Data for the task:
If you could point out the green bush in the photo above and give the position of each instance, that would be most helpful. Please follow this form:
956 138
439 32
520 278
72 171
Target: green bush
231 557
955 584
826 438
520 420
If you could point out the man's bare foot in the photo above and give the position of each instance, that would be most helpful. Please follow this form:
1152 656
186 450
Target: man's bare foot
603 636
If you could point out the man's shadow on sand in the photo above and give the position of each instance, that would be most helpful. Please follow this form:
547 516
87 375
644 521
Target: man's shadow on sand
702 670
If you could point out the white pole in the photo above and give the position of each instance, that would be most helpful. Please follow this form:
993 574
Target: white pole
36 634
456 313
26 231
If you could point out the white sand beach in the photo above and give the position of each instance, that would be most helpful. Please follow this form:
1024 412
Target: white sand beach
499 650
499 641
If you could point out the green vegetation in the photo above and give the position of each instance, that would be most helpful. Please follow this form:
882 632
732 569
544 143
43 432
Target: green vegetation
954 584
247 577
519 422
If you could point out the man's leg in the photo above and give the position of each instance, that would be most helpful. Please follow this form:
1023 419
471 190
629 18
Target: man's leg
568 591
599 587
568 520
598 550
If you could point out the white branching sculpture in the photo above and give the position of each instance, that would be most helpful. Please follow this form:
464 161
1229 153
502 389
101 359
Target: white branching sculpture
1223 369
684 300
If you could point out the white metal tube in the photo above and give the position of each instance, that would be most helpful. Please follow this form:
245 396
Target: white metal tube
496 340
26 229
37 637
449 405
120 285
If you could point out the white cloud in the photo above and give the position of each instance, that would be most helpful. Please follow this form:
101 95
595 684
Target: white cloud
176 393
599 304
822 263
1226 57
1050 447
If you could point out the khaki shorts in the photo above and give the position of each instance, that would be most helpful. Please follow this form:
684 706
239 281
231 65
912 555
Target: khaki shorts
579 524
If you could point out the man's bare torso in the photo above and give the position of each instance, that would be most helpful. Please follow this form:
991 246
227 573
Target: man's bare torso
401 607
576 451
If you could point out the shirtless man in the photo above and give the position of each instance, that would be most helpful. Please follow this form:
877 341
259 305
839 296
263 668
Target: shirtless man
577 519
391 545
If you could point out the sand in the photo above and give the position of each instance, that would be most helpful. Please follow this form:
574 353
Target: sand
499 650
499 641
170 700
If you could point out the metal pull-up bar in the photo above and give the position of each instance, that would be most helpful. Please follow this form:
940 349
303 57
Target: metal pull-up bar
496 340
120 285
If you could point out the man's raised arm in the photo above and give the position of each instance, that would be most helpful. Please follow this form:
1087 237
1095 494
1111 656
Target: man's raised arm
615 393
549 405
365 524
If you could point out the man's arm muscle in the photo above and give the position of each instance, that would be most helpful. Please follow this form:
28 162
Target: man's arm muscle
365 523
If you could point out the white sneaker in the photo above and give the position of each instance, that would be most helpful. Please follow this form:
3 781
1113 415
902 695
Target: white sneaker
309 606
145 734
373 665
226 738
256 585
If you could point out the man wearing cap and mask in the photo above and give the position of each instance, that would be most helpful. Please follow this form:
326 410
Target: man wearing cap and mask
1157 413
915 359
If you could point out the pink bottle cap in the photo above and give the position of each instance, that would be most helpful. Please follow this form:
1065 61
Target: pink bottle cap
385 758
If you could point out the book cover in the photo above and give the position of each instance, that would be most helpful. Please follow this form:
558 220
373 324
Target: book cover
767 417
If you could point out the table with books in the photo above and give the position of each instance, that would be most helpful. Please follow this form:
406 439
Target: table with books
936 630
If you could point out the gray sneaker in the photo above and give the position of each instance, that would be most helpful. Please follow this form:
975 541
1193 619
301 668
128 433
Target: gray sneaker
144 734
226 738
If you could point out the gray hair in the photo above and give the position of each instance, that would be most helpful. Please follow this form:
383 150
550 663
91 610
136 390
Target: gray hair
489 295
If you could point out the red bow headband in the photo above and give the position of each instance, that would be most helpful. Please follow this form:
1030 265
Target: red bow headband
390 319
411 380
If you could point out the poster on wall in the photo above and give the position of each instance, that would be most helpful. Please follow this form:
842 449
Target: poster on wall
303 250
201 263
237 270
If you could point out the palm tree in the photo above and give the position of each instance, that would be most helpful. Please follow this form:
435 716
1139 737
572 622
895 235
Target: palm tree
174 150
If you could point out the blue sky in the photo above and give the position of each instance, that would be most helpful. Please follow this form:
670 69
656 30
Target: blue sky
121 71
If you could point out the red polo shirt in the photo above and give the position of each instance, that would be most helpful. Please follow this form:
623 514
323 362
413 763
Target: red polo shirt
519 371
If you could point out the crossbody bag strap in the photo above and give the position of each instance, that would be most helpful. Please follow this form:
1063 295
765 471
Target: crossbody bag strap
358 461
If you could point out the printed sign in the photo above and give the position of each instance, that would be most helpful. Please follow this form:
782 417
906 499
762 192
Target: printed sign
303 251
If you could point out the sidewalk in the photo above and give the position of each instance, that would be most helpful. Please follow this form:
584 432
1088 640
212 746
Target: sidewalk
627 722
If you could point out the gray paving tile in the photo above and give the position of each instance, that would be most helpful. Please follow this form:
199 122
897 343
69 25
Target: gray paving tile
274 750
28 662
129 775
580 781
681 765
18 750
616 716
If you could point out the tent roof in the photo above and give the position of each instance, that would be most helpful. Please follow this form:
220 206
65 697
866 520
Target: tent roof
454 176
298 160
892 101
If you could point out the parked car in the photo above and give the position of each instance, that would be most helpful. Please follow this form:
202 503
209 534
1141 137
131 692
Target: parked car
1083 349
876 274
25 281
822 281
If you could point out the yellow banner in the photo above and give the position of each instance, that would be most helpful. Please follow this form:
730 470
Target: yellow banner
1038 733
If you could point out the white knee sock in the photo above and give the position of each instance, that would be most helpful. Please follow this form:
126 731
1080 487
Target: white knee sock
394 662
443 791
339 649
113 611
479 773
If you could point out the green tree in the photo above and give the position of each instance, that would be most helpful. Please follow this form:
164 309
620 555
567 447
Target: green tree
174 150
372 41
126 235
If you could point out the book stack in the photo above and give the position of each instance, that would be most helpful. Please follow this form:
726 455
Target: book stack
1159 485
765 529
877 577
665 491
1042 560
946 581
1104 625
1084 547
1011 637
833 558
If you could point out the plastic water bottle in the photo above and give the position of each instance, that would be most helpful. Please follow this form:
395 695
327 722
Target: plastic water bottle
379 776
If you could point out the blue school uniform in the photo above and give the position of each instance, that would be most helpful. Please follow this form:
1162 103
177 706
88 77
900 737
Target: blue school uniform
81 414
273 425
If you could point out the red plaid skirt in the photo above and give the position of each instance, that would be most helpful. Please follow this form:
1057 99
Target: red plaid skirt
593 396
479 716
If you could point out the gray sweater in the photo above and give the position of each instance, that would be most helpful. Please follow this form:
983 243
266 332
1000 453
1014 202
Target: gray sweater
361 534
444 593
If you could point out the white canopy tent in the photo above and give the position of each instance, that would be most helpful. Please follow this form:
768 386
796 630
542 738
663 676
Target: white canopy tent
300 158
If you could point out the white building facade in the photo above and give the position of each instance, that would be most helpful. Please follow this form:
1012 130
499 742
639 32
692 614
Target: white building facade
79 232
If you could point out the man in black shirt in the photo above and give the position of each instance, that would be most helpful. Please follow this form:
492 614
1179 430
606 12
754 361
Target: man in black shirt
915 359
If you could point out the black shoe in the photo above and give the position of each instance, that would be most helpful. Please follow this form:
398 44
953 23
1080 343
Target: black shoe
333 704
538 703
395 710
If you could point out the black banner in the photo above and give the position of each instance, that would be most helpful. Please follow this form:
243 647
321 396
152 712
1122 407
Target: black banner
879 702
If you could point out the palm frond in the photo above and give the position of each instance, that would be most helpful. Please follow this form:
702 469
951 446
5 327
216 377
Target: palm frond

Exercise requirements: Look above for the line with "If you could point out the man's leg" and the line with "If you could point out the white cloud". Write out those two lines and all the lines between them, exactly, and no others.

Written answer:
If you could point out the man's leg in the photo above and give the position of each instance, that would be most helpful. Please follow this form:
1023 419
471 190
629 18
Target: man's leg
568 591
599 587
568 520
598 550
If you could point out the white branching sculpture in the photo above and give the position of each instance, that would be most helpful. Please follow this form:
464 161
1229 153
502 389
101 359
Target: white branching sculpture
1223 369
684 300
If you could point out the white metal tube in the photo above and give the position of each instance, that would be most helpful. Please follow this form:
245 396
Target: white metal tube
496 340
26 229
37 637
449 405
120 285
If you could point out the white cloud in the photo above and give the position of each instance, that would be most helpful. Please follow this form:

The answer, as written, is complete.